[Collected data entries]
★ ★ ★ ★

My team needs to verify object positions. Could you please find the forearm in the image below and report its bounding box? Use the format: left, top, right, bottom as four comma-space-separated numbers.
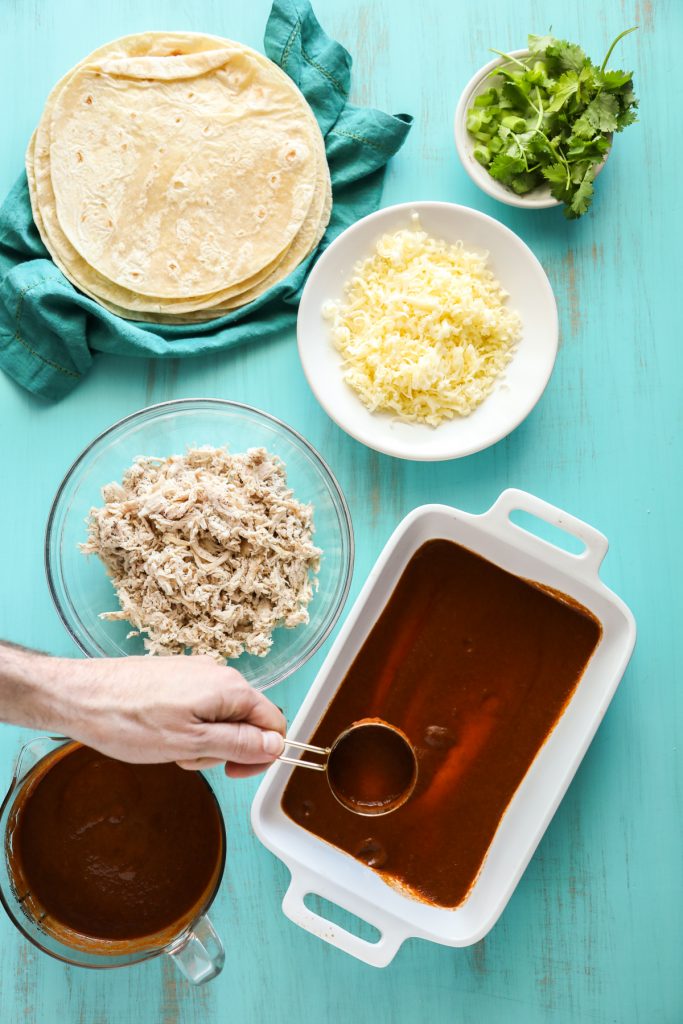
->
0, 642, 77, 734
0, 643, 285, 771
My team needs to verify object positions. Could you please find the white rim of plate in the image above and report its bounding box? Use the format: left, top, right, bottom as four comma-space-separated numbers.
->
297, 201, 559, 461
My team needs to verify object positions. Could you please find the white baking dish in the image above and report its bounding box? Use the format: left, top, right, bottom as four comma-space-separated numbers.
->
251, 489, 636, 967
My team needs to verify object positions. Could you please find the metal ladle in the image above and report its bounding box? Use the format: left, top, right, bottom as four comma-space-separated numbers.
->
278, 720, 418, 817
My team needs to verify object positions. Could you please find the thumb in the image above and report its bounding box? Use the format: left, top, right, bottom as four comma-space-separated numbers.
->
199, 722, 284, 765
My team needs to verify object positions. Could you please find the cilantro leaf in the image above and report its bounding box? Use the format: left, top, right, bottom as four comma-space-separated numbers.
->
546, 39, 587, 73
540, 162, 571, 202
571, 113, 596, 140
567, 167, 596, 218
488, 153, 526, 184
566, 136, 610, 162
501, 80, 533, 110
583, 92, 619, 132
616, 105, 638, 130
600, 68, 633, 89
546, 71, 580, 112
620, 84, 637, 106
527, 133, 554, 159
541, 162, 568, 186
568, 159, 593, 184
528, 33, 556, 55
509, 171, 542, 194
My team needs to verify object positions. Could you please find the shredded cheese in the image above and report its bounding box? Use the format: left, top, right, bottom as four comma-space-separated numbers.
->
323, 215, 522, 427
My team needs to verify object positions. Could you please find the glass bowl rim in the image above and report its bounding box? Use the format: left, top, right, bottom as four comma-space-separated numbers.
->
44, 397, 355, 690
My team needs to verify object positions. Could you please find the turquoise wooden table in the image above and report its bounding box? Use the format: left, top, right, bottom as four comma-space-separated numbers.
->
0, 0, 679, 1021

★ ★ ★ ★

● **What is needed**: All of the entries above must be reproduced exactly, and no image may be included.

● **Worked solution**:
My team needs to verify object positions. Could you please find the forearm in the image below and report its bounding box? Use the format: left, top, right, bottom as four comma-space-separated numbers.
->
0, 642, 77, 734
0, 643, 285, 771
My team needs to verify object positions. Could you please find the white rim of plate in the image above and report its bounding box? Use the format: left, top, right, bottom as four comma-space-separated numbers.
->
297, 201, 559, 461
My team needs to verify object positions. Could you please find the white baking dish in the image above and report its bounding box? Use the format: left, top, right, bottom as four comma-space-separated numbers.
->
251, 489, 636, 967
My team needs to verify object positions. Could you please find the metal ladle in the image above and report its bounding box? Use the format: left, top, right, bottom as four comma-space-separated numbers.
->
278, 720, 418, 817
My team needs to verify object positions. Could you please find the thumb in the image above and report its bounding box? Use the format: left, top, right, bottom as four comma-space-separated numbers.
->
199, 722, 284, 765
My team needs to verify object positions. Could you please find the cilantro leaf in the image above and report its bounding box? Use the format: left, top, right, bottom as four comma-space-separated numbers.
->
546, 39, 587, 73
540, 162, 571, 202
571, 113, 596, 140
567, 167, 596, 218
488, 153, 526, 184
566, 136, 610, 162
501, 80, 533, 110
583, 92, 619, 132
616, 105, 638, 130
600, 68, 633, 89
546, 71, 580, 112
620, 84, 637, 106
527, 133, 554, 159
541, 162, 568, 186
568, 159, 593, 184
528, 33, 556, 55
509, 171, 542, 194
My team needs to verify object positions. Could you please find the shredded cheese in the image above and report its bounding box? Use the format: left, top, right, bottom as four comma-space-separated numbers.
->
323, 215, 522, 427
My team needs to verify object positions. Could you please find the glass bowl rim in the image above and report its bounding box? Use the format: left, top, right, bottom as four comma-space-separated numbers.
->
44, 397, 355, 690
My team needs to verify object positions. Could you please find the turquoise wooden table in the image above and report its bounding box? Use the format: left, top, right, bottom as four comma-space-separated numbers.
->
0, 0, 679, 1021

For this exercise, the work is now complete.